* THE TASK: Shift every number in the answer coordinates by 136 and write the lines out again, from the line with "Outline every instance of the potted plant." up to and including the line with "102 133 L 106". Repeat only those lines, with their requests left as they are.

* MATERIAL SHOWN:
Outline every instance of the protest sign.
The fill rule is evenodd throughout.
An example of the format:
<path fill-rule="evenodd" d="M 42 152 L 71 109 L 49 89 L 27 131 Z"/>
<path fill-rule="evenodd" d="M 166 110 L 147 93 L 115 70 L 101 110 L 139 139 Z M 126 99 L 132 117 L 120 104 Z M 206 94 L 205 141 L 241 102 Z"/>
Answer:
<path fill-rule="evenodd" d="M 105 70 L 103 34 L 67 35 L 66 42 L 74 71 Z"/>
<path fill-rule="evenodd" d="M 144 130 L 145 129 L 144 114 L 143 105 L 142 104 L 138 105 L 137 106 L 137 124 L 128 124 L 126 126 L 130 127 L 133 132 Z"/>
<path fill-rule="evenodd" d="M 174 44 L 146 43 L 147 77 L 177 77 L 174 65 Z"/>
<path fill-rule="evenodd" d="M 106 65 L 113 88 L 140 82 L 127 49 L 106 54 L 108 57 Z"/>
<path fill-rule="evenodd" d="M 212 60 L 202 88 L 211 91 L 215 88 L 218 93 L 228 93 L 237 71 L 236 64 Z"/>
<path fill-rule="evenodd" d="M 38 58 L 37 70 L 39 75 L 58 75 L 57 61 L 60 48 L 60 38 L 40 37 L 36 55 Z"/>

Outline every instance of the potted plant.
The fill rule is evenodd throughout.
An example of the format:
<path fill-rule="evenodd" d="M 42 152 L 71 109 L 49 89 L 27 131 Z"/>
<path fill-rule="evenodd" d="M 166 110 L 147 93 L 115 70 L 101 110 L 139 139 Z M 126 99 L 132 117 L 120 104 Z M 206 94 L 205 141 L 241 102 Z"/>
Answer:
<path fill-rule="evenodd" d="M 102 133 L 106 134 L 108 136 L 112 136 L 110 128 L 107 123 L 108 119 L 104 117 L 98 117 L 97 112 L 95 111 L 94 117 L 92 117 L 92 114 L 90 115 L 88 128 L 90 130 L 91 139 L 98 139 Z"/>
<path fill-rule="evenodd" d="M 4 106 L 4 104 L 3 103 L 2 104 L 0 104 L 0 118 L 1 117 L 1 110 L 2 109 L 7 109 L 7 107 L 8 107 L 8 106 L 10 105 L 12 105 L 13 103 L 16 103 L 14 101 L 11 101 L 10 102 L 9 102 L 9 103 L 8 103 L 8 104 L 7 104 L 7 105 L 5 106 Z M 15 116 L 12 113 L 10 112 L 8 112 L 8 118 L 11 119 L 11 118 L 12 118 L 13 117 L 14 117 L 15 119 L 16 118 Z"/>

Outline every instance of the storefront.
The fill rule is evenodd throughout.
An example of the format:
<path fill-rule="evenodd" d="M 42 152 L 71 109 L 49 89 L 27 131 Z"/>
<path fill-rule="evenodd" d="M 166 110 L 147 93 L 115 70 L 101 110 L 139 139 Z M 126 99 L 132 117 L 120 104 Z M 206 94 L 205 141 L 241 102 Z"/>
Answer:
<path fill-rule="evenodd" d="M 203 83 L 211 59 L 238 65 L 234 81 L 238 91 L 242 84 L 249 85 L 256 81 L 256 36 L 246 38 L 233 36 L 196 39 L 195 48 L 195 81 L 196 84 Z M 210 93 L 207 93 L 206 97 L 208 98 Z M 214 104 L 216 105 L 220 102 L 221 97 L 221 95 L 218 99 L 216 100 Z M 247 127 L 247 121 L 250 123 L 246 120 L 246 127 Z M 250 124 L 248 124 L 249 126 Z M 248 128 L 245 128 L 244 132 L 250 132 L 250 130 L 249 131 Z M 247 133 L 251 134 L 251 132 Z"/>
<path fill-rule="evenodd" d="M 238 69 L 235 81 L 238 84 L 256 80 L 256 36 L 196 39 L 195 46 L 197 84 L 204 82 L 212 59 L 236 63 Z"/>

* FINAL ANSWER:
Outline every instance of the potted plant.
The fill rule is evenodd throughout.
An example of the format:
<path fill-rule="evenodd" d="M 42 152 L 71 109 L 49 89 L 27 131 Z"/>
<path fill-rule="evenodd" d="M 166 110 L 147 93 L 115 70 L 101 110 L 139 139 Z M 126 99 L 132 117 L 120 104 Z M 206 94 L 205 141 L 241 102 Z"/>
Answer:
<path fill-rule="evenodd" d="M 238 269 L 242 270 L 244 272 L 248 272 L 246 264 L 243 259 L 244 255 L 240 253 L 234 253 L 233 248 L 231 247 L 230 253 L 228 253 L 228 250 L 226 251 L 224 264 L 226 266 L 227 275 L 234 275 Z"/>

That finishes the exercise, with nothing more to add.